Saved data entries

----------

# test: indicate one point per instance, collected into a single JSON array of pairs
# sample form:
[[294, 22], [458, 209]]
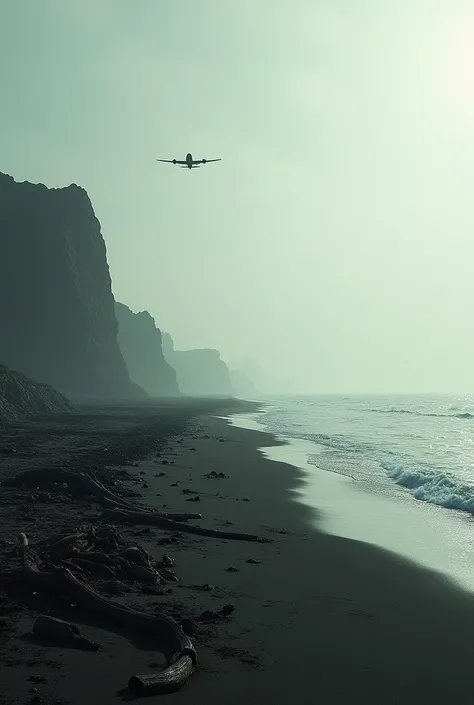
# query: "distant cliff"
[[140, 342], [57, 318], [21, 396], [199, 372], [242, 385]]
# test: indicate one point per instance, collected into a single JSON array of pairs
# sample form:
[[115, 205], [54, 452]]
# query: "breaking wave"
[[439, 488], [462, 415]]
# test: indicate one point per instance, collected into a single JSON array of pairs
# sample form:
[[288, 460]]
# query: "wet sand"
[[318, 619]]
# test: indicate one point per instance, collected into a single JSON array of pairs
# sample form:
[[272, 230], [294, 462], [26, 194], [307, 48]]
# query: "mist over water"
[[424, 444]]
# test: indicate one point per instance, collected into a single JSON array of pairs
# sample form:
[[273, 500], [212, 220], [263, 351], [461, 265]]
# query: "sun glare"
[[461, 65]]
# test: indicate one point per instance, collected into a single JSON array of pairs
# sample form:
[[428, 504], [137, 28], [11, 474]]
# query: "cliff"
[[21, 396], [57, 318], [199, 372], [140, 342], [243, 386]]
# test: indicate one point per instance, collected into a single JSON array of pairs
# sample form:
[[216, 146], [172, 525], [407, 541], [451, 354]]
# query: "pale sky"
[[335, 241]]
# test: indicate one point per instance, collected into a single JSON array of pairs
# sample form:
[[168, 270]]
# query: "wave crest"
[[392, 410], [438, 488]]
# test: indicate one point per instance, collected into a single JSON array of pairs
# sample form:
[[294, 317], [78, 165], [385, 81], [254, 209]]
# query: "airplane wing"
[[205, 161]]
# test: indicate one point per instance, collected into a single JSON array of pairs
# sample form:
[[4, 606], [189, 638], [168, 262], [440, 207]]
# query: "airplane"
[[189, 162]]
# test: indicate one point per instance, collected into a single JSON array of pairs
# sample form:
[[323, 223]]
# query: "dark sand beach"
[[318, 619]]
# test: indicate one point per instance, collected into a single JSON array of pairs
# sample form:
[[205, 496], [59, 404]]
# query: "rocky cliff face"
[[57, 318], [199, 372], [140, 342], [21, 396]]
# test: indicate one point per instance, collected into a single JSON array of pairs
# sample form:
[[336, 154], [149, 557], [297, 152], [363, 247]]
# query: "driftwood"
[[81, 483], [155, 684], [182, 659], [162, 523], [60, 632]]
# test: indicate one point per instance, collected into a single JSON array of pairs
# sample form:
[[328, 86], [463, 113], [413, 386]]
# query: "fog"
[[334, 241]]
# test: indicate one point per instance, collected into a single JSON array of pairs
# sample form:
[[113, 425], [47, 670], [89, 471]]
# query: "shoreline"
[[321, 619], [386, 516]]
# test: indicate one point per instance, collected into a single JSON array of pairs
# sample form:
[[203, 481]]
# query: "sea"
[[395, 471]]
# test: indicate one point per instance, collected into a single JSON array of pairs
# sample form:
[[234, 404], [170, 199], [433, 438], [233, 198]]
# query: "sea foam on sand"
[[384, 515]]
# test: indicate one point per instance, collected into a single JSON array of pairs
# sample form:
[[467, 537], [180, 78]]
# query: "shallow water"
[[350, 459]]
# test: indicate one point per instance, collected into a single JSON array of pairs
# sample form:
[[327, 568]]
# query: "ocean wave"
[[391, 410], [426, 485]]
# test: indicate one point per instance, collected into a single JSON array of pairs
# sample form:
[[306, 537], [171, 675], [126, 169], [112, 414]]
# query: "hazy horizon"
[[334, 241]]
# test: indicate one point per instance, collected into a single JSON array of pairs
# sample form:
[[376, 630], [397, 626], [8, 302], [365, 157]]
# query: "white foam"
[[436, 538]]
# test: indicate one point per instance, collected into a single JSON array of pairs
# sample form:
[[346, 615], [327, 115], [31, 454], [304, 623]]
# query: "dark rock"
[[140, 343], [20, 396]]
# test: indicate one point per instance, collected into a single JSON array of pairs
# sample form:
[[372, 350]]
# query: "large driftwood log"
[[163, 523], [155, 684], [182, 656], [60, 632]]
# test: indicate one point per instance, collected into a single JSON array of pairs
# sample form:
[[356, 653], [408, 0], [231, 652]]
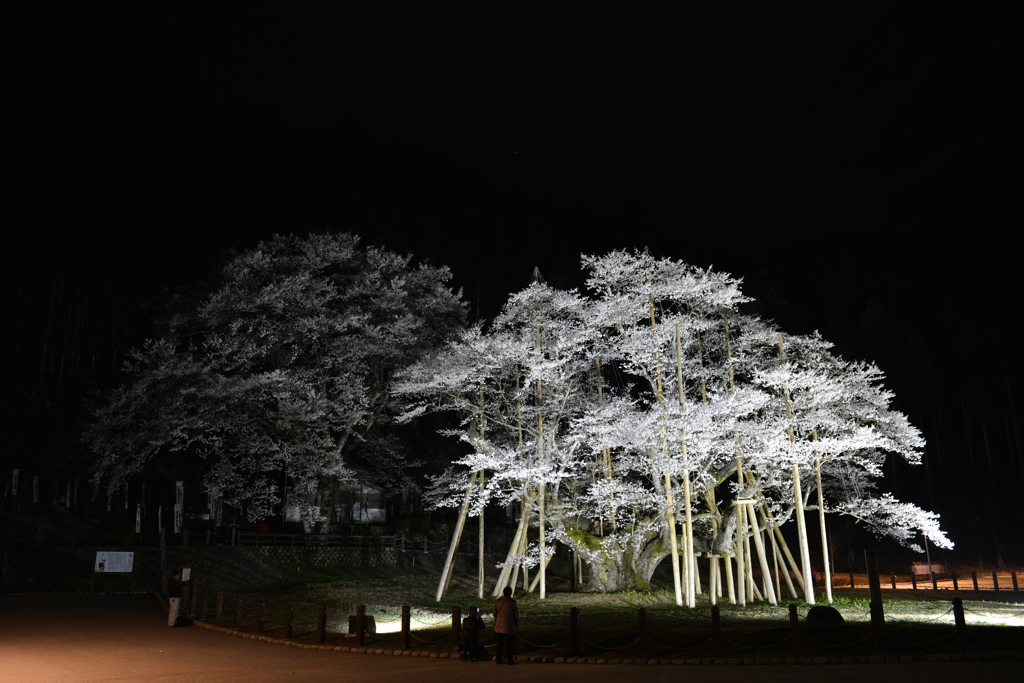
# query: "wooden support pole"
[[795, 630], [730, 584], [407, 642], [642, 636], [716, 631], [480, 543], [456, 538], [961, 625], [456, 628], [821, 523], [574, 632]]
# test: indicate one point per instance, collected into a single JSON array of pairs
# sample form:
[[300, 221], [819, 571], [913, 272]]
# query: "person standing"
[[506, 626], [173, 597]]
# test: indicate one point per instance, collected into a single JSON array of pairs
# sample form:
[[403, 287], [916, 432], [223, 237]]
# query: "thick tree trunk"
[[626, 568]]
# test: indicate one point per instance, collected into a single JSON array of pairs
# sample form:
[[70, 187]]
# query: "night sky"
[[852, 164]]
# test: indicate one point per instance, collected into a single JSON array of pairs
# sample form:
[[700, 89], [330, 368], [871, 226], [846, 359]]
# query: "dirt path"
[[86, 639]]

----------

- _WORK REQUIRED_
Output a precise copy of the entries, leaving the images out.

- _FINISHED TASK_
# test: indicate one point per instance, collected into a single JSON array of pairs
# sample form:
[[294, 22], [458, 209]]
# query: "distant cliff"
[[140, 342], [57, 318], [21, 396], [199, 372], [242, 385]]
# test: indicate one point per instance, collected into a single JSON array of pairs
# sample form:
[[115, 205], [54, 452]]
# query: "breaking wave"
[[439, 488], [462, 415]]
# test: indicate one point per instance, collected into a single JSON array of pairs
# sample form:
[[288, 460]]
# query: "wet sand"
[[318, 619]]
# test: indicate one point per instance, collected into a single JSON array of pairs
# sample form:
[[272, 230], [294, 462], [26, 194], [307, 48]]
# query: "mist over water"
[[424, 444]]
# test: indicate one point per instance, collected into a single JSON array of pairs
# sample form:
[[273, 500], [212, 220], [263, 351], [461, 265]]
# query: "sun glare"
[[461, 65]]
# test: indicate one point per instance, collected into a single JSON array of pairs
# sample form:
[[428, 504], [137, 28], [11, 474]]
# query: "cliff"
[[21, 396], [57, 318], [199, 372], [140, 342], [243, 386]]
# test: indicate one point per instance, collected into a single JSON array of pairs
# sample form:
[[216, 146], [172, 525], [407, 541], [451, 354]]
# query: "pale sky"
[[335, 241]]
# test: indicate one point per instance, collected into a single JSON array of pairs
# sample form:
[[168, 270]]
# query: "wave crest"
[[392, 410], [438, 488]]
# test: indicate one point per instance, collected into a single JSON array of pairs
# sample form:
[[294, 317], [78, 165], [385, 81], [254, 209]]
# query: "airplane wing"
[[205, 161]]
# test: indicate one point per instance, collected into a single JSON array of pairs
# sample form:
[[4, 606], [189, 638], [168, 262], [440, 207]]
# query: "airplane"
[[189, 162]]
# test: indicate one point per instance, collected into a single JSON array of pairs
# sample form:
[[323, 223]]
# query: "dark sand beach"
[[318, 619]]
# test: indicate one point per instance, collected into a single JSON array of pairs
# sample form:
[[205, 496], [59, 404]]
# query: "rocky cliff face"
[[57, 318], [199, 372], [140, 342], [21, 396]]
# test: indicate one point per instance, collected into a single JSON array of pairs
# sample form:
[[336, 154], [149, 557], [297, 152], [363, 247]]
# query: "driftwood"
[[81, 483], [155, 684], [182, 659], [162, 523], [60, 632]]
# test: indicate one point per instance, collected into a single JSON array of pairs
# sample form:
[[328, 86], [463, 113], [413, 386]]
# query: "fog"
[[334, 241]]
# test: indicate one point per instance, collected into a single JSON array of pairs
# sample form:
[[113, 425], [47, 670], [89, 471]]
# query: "shoreline"
[[321, 619], [386, 516]]
# test: indicate one point per instance, collected into a single JSON array of pairs
# sample form:
[[203, 481]]
# query: "sea"
[[395, 471]]
# test: indicate one point per instance, collected into a single JSON array of pairs
# sample form:
[[234, 404], [170, 199], [433, 438], [233, 198]]
# query: "sea foam on sand"
[[384, 515]]
# test: indicate one point per instance, collected into a single JSON array of pairs
# sample form:
[[467, 537], [180, 78]]
# query: "shallow water"
[[350, 459]]
# test: indicate one point per instance, collected into a single JSON array of pairs
# sample form:
[[327, 568]]
# query: "ocean wave"
[[391, 410], [426, 485]]
# test: indicate one point per instance, collected into a single JSON array of pairs
# sample form:
[[306, 537], [171, 675], [126, 169], [112, 414]]
# query: "hazy horizon"
[[334, 241]]
# test: indicate one point per instance, collected into a single JSON array of pairs
# sample form:
[[376, 630], [397, 626], [8, 302], [365, 157]]
# query: "white foam"
[[436, 538]]
# test: indicate one point per instance, collected into a single JSON array of pairs
# sample form:
[[346, 615], [327, 115], [31, 454], [304, 623]]
# query: "dark rock"
[[140, 343], [20, 396]]
# test: indicate one point per instance, collected into a single JSON array of pairs
# sample form:
[[372, 350]]
# query: "large driftwood log"
[[163, 523], [155, 684], [182, 656], [60, 632]]
# test: indicate one point per instance, collected into a single JSON array of pairs
# sample form:
[[356, 653], [408, 0], [231, 652]]
# query: "wooden support pole"
[[795, 630], [730, 584], [407, 642], [642, 636], [716, 631], [480, 543], [456, 538], [961, 625], [456, 628], [821, 523], [574, 632]]
# test: indicate one point per instance, collected into a single JSON array of pairs
# sample form:
[[300, 221], [819, 571], [913, 272]]
# query: "person standing"
[[506, 626], [173, 597]]
# test: indicate one point per instance, collected into a single JSON array of pairs
# sample form:
[[403, 287], [916, 432], [223, 237]]
# query: "thick tree trunk"
[[626, 568]]
# test: indicate one point per instance, collected into a single JSON array of pairs
# sample form:
[[70, 187]]
# query: "night sky"
[[852, 164]]
# test: indicate one point per instance, collected into a single JSON array of pairs
# sample form:
[[700, 89], [330, 368], [871, 226], [846, 359]]
# query: "dirt path"
[[86, 639]]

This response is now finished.